Exercise goal: Extract every line of the records below and reproduce each one character for character, with no changes.

** begin Material supplied **

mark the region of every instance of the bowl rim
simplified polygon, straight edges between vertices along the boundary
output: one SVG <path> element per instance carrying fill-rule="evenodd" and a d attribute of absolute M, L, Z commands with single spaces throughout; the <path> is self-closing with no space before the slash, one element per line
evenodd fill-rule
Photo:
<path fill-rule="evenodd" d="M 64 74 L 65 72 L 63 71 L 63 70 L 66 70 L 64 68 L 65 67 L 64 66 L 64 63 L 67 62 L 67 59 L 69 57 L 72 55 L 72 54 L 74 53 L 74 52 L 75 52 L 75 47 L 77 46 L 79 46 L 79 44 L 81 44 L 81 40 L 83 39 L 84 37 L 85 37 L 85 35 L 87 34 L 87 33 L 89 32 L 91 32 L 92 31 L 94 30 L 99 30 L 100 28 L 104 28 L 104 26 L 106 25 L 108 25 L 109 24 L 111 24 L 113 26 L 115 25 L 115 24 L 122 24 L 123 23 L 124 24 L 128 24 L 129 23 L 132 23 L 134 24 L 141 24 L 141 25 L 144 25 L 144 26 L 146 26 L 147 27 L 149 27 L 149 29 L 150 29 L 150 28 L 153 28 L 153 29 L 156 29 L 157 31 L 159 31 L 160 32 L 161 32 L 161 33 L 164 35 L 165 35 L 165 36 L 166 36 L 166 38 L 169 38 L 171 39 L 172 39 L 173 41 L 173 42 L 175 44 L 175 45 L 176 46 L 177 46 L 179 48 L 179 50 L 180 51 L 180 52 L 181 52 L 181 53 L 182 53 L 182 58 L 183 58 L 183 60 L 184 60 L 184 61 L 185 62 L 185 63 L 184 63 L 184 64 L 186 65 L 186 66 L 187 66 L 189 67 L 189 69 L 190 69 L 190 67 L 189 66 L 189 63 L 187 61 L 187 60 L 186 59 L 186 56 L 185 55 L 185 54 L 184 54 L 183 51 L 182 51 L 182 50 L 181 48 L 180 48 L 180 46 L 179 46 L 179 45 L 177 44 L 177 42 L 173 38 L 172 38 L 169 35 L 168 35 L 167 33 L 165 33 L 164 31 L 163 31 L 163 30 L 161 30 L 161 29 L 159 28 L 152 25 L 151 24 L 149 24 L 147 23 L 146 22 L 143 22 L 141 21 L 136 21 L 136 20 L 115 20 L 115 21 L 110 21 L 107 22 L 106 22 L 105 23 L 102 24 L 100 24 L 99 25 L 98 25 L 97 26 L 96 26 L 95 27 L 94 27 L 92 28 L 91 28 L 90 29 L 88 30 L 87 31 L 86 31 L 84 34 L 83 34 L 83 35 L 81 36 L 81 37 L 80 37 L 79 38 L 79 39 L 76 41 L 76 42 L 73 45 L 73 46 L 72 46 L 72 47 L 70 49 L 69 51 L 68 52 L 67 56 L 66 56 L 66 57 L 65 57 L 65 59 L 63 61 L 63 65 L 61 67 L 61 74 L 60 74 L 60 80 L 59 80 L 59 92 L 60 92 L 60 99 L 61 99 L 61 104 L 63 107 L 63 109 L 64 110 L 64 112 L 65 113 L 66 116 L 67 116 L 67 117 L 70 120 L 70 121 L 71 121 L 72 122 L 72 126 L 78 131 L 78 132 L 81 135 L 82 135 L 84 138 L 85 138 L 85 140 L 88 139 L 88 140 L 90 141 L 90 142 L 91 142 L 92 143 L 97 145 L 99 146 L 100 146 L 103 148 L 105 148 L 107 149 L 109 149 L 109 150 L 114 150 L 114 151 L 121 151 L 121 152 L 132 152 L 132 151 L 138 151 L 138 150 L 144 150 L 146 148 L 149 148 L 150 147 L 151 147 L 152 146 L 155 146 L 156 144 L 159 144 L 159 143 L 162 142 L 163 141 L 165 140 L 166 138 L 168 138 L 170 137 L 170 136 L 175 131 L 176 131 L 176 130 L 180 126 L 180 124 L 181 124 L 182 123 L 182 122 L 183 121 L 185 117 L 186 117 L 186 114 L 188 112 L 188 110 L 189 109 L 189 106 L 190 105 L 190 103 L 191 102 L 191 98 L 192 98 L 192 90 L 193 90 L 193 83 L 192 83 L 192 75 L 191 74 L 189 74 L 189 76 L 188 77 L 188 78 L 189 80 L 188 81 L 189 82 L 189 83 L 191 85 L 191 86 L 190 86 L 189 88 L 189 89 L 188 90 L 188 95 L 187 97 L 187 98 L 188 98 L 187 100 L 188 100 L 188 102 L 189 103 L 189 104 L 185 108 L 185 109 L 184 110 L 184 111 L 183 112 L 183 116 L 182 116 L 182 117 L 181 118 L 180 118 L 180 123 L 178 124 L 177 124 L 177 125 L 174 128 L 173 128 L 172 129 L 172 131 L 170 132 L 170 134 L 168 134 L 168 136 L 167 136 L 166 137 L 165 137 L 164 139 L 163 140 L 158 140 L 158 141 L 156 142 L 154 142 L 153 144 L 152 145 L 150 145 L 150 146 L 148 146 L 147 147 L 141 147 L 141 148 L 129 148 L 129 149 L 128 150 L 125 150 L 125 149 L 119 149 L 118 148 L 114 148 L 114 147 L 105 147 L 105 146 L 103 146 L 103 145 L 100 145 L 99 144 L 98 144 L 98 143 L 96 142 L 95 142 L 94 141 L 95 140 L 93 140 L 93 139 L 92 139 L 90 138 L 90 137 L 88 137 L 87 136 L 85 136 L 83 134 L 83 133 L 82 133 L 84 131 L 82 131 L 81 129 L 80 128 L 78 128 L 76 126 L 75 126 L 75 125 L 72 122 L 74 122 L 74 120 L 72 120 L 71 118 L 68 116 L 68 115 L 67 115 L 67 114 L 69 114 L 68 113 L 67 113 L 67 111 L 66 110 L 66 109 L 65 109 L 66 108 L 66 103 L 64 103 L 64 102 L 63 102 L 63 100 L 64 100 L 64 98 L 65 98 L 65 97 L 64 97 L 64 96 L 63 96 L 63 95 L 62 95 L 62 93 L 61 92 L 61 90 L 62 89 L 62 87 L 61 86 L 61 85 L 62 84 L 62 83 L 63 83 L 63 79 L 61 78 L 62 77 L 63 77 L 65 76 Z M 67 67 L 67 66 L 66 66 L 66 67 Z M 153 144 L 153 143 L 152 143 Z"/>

** end Material supplied **

Problem solution:
mark the region of every instance of the bowl rim
simplified polygon, straight edges between vertices along the boundary
output: one SVG <path> element per instance carrying fill-rule="evenodd" and a d attribute of absolute M, L, Z commands with single spaces throughout; the <path> is self-closing with no space before the slash, one element per line
evenodd fill-rule
Photo:
<path fill-rule="evenodd" d="M 64 74 L 65 72 L 63 71 L 63 70 L 66 70 L 64 68 L 65 67 L 64 66 L 64 63 L 67 62 L 67 59 L 69 57 L 72 55 L 72 54 L 74 53 L 74 52 L 75 52 L 75 47 L 77 46 L 79 46 L 79 44 L 81 44 L 81 40 L 83 39 L 84 37 L 85 37 L 85 35 L 87 34 L 87 33 L 89 32 L 91 32 L 92 31 L 94 30 L 99 30 L 100 28 L 104 28 L 104 26 L 106 25 L 108 25 L 109 24 L 111 24 L 113 26 L 115 25 L 115 24 L 122 24 L 123 23 L 124 24 L 128 24 L 129 23 L 132 23 L 134 24 L 141 24 L 141 25 L 144 25 L 144 26 L 146 26 L 147 27 L 149 27 L 149 29 L 150 29 L 150 28 L 153 28 L 153 29 L 156 29 L 157 31 L 159 31 L 160 32 L 161 32 L 161 33 L 164 35 L 165 35 L 165 36 L 166 36 L 166 38 L 169 38 L 171 39 L 172 39 L 173 41 L 173 42 L 175 44 L 175 45 L 176 46 L 177 46 L 179 48 L 179 50 L 180 51 L 180 52 L 181 52 L 181 53 L 182 53 L 182 58 L 183 58 L 183 60 L 184 60 L 184 61 L 185 62 L 185 63 L 184 63 L 184 64 L 186 65 L 186 66 L 187 66 L 189 67 L 189 69 L 190 69 L 190 67 L 189 66 L 189 63 L 187 61 L 187 60 L 186 59 L 186 56 L 185 55 L 185 54 L 184 54 L 183 51 L 182 51 L 182 50 L 181 48 L 180 48 L 180 46 L 179 46 L 179 45 L 177 44 L 177 42 L 173 38 L 172 38 L 169 35 L 168 35 L 167 33 L 165 33 L 164 31 L 163 31 L 163 30 L 161 30 L 161 29 L 159 28 L 152 25 L 151 24 L 149 24 L 147 23 L 146 22 L 143 22 L 141 21 L 136 21 L 136 20 L 115 20 L 115 21 L 110 21 L 107 22 L 106 22 L 105 23 L 102 24 L 100 24 L 99 25 L 98 25 L 97 26 L 96 26 L 95 27 L 94 27 L 92 28 L 91 28 L 90 29 L 88 30 L 87 31 L 86 31 L 84 34 L 83 34 L 83 35 L 81 36 L 81 37 L 80 37 L 79 38 L 79 39 L 76 41 L 76 42 L 73 45 L 73 46 L 72 46 L 72 47 L 70 49 L 69 51 L 68 52 L 67 56 L 66 56 L 66 57 L 65 57 L 65 59 L 63 61 L 63 65 L 61 67 L 61 74 L 60 74 L 60 80 L 59 80 L 59 92 L 60 92 L 60 99 L 61 99 L 61 104 L 63 107 L 63 109 L 64 110 L 64 112 L 65 113 L 66 116 L 67 116 L 67 117 L 70 120 L 70 121 L 71 121 L 72 122 L 72 126 L 78 131 L 78 132 L 81 135 L 82 135 L 84 138 L 85 138 L 85 140 L 88 139 L 88 140 L 90 141 L 90 142 L 91 142 L 92 143 L 97 145 L 99 146 L 100 146 L 103 148 L 105 148 L 107 149 L 109 149 L 109 150 L 114 150 L 114 151 L 121 151 L 121 152 L 132 152 L 132 151 L 138 151 L 138 150 L 144 150 L 146 148 L 149 148 L 150 147 L 151 147 L 152 146 L 155 146 L 156 144 L 159 144 L 159 143 L 162 142 L 163 141 L 165 140 L 166 138 L 168 138 L 170 137 L 170 136 L 175 131 L 176 131 L 176 130 L 180 126 L 180 124 L 181 124 L 182 123 L 182 122 L 183 121 L 185 117 L 186 117 L 186 114 L 188 112 L 188 110 L 189 109 L 189 106 L 190 105 L 190 103 L 191 102 L 191 98 L 192 98 L 192 90 L 193 90 L 193 83 L 192 83 L 192 75 L 191 74 L 189 74 L 189 76 L 188 77 L 188 78 L 189 80 L 188 81 L 189 82 L 189 83 L 191 85 L 191 86 L 190 86 L 189 88 L 189 89 L 188 90 L 188 95 L 187 97 L 187 98 L 188 98 L 187 100 L 188 100 L 188 102 L 189 103 L 189 104 L 185 108 L 185 109 L 184 110 L 184 111 L 183 112 L 183 116 L 182 116 L 182 117 L 181 118 L 180 118 L 180 123 L 178 124 L 177 124 L 177 125 L 174 128 L 173 128 L 172 129 L 172 131 L 170 132 L 170 134 L 168 134 L 168 136 L 167 136 L 166 137 L 165 137 L 164 139 L 163 140 L 158 140 L 158 141 L 156 142 L 154 142 L 153 144 L 152 145 L 150 145 L 150 146 L 148 146 L 147 147 L 141 147 L 141 148 L 129 148 L 129 149 L 128 150 L 125 150 L 125 149 L 119 149 L 118 148 L 114 148 L 114 147 L 105 147 L 105 146 L 103 146 L 103 145 L 100 145 L 99 144 L 98 144 L 98 143 L 96 142 L 95 142 L 94 141 L 95 140 L 93 140 L 93 139 L 92 139 L 90 138 L 90 137 L 88 137 L 87 136 L 85 136 L 83 134 L 83 133 L 82 133 L 84 131 L 82 131 L 81 129 L 80 128 L 78 128 L 76 126 L 75 126 L 75 125 L 72 122 L 74 122 L 74 120 L 72 120 L 71 118 L 68 116 L 68 115 L 67 115 L 67 114 L 69 114 L 68 113 L 67 113 L 67 111 L 66 110 L 66 109 L 65 109 L 66 108 L 66 103 L 64 103 L 64 102 L 63 102 L 63 100 L 64 100 L 64 98 L 65 98 L 65 97 L 64 97 L 64 96 L 63 96 L 63 95 L 62 95 L 62 93 L 61 92 L 61 90 L 62 89 L 62 87 L 61 86 L 61 85 L 62 84 L 62 83 L 63 83 L 63 79 L 61 78 L 62 77 L 63 77 L 65 76 Z M 67 67 L 67 66 L 66 66 L 66 67 Z M 153 144 L 153 143 L 152 143 Z"/>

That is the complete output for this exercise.